# Assignment
Look below for the line containing "Get the bounding box for metal bucket."; from there, print each line exactly up to and including the line containing "Get the bounding box for fallen leaf.", and stop.

Data extracted from a collection
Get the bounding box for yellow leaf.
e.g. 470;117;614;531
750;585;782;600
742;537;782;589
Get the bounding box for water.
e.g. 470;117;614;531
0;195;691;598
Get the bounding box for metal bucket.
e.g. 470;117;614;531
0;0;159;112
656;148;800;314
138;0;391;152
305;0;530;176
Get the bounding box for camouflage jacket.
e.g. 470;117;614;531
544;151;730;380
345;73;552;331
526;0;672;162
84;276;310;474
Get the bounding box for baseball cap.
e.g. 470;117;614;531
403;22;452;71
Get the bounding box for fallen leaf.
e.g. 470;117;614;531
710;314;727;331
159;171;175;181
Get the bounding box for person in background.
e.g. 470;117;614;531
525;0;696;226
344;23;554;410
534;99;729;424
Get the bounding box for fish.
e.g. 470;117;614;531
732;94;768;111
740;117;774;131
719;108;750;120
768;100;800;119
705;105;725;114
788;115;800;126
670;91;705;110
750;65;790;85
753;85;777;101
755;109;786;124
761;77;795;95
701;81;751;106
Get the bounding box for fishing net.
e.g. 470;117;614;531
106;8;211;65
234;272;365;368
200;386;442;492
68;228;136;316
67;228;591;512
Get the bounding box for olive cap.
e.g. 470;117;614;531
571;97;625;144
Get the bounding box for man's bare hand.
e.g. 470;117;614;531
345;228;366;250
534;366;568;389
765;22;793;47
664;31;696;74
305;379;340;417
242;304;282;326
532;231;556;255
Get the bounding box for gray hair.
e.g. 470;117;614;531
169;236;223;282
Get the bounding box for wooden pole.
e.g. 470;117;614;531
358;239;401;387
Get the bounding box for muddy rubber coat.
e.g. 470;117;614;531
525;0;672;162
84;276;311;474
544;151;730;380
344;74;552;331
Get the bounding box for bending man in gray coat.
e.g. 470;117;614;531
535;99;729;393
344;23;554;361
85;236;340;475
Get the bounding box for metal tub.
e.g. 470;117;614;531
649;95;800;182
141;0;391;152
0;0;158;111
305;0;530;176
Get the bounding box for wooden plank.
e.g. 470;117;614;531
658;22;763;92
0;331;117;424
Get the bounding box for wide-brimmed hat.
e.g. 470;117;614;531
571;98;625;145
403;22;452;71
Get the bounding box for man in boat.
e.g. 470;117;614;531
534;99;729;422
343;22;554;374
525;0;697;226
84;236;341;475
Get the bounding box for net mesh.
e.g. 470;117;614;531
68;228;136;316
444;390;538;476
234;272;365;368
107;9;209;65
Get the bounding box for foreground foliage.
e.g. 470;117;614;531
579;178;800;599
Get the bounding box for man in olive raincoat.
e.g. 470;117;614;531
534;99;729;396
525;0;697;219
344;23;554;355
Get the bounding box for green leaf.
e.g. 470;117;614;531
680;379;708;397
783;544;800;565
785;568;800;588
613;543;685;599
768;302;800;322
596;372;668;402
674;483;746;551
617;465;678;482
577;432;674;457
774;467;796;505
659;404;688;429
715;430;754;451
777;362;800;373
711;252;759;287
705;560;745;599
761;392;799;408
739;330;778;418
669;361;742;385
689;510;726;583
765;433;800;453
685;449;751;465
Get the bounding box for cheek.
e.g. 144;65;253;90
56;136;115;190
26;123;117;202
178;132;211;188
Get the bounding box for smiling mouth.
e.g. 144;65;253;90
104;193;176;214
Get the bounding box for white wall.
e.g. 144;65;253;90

# Solution for this task
Get the bounding box for metal bucket.
e.g. 470;117;614;531
0;0;159;112
656;148;800;314
138;0;391;152
305;0;530;176
Get the bounding box for camouflage jacket.
e.g. 470;117;614;531
544;151;730;380
345;73;552;331
526;0;672;162
84;276;310;474
Get the bounding box for baseball cap.
e.g. 470;117;614;531
403;22;452;71
Get the bounding box for fallen leaf.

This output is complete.